* _Listed entries_:
● ● ● ● ● ● ●

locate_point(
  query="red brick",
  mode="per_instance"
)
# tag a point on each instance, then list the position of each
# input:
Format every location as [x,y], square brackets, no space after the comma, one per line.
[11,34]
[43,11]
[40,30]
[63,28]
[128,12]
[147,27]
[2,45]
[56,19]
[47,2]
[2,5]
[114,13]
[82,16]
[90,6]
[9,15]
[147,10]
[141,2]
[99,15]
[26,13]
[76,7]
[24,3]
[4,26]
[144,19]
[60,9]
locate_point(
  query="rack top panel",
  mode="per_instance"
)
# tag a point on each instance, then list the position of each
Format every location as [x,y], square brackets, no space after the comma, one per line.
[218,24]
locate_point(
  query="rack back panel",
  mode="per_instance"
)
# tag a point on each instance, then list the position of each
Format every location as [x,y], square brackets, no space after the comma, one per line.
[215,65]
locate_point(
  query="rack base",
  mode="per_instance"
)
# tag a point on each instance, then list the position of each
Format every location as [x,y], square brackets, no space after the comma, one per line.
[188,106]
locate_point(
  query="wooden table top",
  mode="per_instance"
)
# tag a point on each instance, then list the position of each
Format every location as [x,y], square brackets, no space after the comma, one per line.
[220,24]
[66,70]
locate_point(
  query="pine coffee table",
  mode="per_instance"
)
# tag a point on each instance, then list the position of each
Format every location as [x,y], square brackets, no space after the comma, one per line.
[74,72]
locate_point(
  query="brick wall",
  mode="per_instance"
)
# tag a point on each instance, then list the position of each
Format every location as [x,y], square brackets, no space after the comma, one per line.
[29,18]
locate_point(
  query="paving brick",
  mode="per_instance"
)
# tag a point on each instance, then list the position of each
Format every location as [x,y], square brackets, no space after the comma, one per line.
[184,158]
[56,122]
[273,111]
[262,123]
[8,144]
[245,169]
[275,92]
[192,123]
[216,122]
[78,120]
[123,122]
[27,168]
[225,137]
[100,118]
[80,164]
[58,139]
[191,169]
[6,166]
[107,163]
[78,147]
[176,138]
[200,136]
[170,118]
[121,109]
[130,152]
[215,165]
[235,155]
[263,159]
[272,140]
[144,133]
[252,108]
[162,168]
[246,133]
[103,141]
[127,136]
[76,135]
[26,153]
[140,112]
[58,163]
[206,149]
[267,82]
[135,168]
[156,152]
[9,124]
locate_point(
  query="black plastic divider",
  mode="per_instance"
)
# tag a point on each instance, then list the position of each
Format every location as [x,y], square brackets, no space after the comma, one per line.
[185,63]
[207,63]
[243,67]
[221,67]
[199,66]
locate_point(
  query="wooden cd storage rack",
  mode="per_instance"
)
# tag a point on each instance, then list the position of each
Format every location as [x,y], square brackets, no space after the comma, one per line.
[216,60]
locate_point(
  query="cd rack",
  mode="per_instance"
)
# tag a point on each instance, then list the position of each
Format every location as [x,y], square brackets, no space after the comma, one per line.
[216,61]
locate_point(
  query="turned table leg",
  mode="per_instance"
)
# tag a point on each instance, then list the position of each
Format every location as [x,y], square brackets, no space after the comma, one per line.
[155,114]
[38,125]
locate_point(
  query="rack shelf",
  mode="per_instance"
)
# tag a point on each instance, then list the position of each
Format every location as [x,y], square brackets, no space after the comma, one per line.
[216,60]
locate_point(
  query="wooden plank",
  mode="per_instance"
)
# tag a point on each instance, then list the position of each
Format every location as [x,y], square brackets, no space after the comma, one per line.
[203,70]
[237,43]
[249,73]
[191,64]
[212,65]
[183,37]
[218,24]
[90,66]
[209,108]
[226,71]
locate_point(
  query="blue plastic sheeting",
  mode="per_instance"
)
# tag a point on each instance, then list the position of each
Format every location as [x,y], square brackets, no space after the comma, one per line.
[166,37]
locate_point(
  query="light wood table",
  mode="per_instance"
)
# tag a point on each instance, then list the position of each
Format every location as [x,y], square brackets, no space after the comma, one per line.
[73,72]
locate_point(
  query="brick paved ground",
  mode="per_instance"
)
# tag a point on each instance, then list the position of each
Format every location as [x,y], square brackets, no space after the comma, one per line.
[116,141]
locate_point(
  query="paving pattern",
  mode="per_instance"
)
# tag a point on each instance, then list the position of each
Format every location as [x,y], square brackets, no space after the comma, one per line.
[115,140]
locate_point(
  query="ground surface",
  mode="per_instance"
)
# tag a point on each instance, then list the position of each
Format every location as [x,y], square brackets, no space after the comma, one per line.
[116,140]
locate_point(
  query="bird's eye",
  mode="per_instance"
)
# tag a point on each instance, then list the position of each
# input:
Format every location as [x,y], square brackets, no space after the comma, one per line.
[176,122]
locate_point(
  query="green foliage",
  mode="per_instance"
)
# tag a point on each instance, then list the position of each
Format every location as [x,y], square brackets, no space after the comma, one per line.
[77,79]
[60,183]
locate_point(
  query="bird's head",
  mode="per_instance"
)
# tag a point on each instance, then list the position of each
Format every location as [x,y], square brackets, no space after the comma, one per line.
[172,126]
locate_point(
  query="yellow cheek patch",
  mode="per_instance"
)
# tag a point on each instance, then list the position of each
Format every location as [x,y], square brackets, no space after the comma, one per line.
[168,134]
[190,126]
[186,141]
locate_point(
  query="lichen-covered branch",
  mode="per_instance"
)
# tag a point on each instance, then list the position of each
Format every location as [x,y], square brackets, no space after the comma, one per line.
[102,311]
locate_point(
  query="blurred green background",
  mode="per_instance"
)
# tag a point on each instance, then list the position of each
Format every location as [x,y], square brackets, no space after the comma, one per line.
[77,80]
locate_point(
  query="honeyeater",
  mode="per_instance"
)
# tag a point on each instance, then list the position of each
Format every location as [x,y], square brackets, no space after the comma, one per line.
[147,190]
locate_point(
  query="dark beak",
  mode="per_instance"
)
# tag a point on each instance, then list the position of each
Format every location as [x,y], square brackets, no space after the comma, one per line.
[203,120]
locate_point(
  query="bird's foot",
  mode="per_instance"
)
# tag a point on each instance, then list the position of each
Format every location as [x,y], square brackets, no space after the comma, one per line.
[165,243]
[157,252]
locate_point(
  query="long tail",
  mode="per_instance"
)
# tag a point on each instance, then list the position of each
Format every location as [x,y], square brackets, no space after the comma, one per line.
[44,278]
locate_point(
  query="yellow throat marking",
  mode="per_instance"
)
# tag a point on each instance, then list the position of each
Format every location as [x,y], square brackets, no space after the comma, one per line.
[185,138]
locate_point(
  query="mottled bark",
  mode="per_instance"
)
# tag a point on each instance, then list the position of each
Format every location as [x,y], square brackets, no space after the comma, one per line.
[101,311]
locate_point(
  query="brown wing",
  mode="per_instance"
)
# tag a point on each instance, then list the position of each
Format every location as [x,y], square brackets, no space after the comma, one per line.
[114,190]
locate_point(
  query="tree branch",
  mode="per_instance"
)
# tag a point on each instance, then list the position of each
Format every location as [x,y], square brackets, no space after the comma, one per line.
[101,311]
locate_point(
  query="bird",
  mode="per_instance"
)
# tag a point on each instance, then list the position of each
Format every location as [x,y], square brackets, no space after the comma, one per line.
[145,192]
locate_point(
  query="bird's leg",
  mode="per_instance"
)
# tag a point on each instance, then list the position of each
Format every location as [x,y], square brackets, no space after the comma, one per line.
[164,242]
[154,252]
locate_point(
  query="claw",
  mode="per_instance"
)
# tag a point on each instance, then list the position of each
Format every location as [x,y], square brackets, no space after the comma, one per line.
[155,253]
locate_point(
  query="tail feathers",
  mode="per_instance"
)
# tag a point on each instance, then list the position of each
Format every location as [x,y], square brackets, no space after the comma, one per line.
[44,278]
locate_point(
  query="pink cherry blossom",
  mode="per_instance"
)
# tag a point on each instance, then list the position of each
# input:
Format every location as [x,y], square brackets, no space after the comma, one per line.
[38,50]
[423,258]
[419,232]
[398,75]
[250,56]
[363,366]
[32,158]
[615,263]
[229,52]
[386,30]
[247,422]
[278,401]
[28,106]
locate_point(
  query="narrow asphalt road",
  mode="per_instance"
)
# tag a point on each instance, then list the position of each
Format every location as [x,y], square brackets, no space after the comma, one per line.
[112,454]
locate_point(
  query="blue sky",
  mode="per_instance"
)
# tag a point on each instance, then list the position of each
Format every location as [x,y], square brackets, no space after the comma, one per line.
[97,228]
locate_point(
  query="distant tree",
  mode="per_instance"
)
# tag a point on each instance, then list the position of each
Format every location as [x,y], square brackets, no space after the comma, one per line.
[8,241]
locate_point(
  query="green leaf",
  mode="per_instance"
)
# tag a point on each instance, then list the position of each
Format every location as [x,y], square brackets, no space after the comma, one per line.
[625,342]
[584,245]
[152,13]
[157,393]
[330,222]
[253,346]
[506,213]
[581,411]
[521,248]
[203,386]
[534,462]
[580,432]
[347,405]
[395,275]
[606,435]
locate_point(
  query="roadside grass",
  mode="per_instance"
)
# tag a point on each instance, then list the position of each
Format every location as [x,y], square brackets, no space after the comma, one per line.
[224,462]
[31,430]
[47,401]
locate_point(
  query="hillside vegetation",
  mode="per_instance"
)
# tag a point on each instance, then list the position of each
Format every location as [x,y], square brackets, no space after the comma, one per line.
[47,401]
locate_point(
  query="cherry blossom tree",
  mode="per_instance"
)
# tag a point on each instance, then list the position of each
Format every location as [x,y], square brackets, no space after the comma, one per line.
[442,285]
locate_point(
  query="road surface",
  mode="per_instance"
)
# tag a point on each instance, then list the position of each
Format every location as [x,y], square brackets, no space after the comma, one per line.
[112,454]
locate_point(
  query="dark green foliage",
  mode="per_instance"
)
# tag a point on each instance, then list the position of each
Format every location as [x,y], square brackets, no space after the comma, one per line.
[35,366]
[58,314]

● ● ● ● ● ● ●

* _Task prompt_: How many lines of the material above contain the string "branch"? Reply with the number alone.

* _Result of the task_: 2